Output the data below exactly. Leave nothing out.
[[ RECORDS PROVIDED, beginning ]]
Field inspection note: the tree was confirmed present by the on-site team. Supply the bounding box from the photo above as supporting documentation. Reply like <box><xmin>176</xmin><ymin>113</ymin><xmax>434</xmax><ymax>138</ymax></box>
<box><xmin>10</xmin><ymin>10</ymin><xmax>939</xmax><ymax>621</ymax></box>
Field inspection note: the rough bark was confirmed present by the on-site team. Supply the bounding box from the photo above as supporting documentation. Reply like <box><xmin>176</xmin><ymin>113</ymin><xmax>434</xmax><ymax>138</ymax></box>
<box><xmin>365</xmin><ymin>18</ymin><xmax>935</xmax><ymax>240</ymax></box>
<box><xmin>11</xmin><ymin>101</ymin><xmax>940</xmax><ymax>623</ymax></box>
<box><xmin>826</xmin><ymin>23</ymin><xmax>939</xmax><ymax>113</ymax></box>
[[ RECORDS PROVIDED, end ]]
RESULT »
Field inspection note: the tree was confirmed present by the on-site team. Supply the bounding box from the photo above as supporting documentation. Reply like <box><xmin>176</xmin><ymin>113</ymin><xmax>434</xmax><ymax>138</ymax></box>
<box><xmin>10</xmin><ymin>10</ymin><xmax>939</xmax><ymax>621</ymax></box>
Field inspection note: the rough bark was confirmed present by the on-site team. Supply the bounding box from the photo above as supporting documentation. Reply like <box><xmin>176</xmin><ymin>113</ymin><xmax>434</xmax><ymax>138</ymax></box>
<box><xmin>365</xmin><ymin>18</ymin><xmax>935</xmax><ymax>240</ymax></box>
<box><xmin>11</xmin><ymin>101</ymin><xmax>940</xmax><ymax>623</ymax></box>
<box><xmin>826</xmin><ymin>23</ymin><xmax>939</xmax><ymax>113</ymax></box>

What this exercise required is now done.